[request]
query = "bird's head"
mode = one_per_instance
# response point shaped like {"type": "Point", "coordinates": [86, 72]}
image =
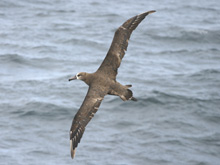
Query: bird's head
{"type": "Point", "coordinates": [79, 76]}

> OBJECTIVE: Write out every line of the entries above word for word, but leave out the pictures.

> TASK SOLUTION:
[request]
query = "bird's head"
mode = one_per_instance
# response point shaped like {"type": "Point", "coordinates": [86, 72]}
image =
Query: bird's head
{"type": "Point", "coordinates": [79, 76]}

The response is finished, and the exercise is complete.